====== Extracted information

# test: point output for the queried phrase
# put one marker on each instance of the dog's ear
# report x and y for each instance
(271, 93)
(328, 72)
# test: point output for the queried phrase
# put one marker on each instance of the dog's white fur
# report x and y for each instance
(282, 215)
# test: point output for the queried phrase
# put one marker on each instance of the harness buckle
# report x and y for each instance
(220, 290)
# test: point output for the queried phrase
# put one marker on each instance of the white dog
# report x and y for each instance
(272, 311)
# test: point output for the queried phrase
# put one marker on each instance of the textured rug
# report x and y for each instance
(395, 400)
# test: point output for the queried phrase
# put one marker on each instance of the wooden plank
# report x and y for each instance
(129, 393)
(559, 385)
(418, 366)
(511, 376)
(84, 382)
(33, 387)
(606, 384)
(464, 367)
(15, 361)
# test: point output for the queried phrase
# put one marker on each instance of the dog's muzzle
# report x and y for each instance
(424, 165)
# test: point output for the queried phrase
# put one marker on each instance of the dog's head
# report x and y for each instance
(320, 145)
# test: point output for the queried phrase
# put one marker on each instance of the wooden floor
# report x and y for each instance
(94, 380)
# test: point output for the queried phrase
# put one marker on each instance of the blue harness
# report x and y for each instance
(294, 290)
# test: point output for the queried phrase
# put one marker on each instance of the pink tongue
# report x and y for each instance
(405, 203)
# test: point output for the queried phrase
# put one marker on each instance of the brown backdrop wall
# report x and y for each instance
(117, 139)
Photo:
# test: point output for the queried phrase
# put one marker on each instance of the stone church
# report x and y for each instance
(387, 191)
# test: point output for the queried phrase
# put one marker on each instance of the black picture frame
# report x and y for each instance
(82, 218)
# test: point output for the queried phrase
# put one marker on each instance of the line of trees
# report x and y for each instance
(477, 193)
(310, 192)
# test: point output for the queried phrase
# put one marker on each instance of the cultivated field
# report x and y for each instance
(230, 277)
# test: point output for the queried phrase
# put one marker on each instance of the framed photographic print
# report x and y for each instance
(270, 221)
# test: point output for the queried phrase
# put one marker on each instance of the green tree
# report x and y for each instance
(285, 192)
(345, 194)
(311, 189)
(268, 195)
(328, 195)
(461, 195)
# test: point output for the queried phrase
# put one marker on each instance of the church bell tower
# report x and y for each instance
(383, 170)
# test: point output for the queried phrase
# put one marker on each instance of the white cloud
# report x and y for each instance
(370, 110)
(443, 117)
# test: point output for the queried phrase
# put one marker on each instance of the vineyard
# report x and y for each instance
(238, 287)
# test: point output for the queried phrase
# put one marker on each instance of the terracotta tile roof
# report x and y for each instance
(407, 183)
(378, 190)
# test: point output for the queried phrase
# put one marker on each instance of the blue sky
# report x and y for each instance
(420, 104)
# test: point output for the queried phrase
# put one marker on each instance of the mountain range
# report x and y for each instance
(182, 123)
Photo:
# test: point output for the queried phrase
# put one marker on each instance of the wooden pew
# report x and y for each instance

============

## What the task requires
Gather each line of the items above that contains the word "wooden", and list those lines in the order they appear.

## Answer to this exercise
# put one marker on each instance of the wooden plank
# put one marker on each instance of the wooden floor
# put one marker on each instance of the wooden pew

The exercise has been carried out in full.